(What needs to be done)
Every line that holds the word "blue" needs to be copied from the data below.

──────────

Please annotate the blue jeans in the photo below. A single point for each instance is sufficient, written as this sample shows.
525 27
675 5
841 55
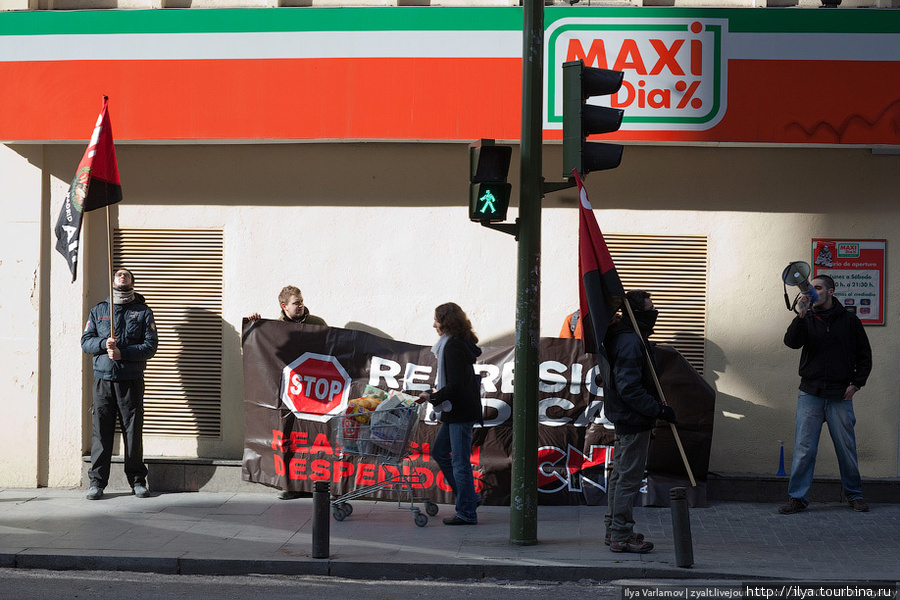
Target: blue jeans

──────────

(Answer to this task)
Please annotate the blue jeans in the photo below. A single point for each instance is sufficient, written as this sample shows.
Target: blue jeans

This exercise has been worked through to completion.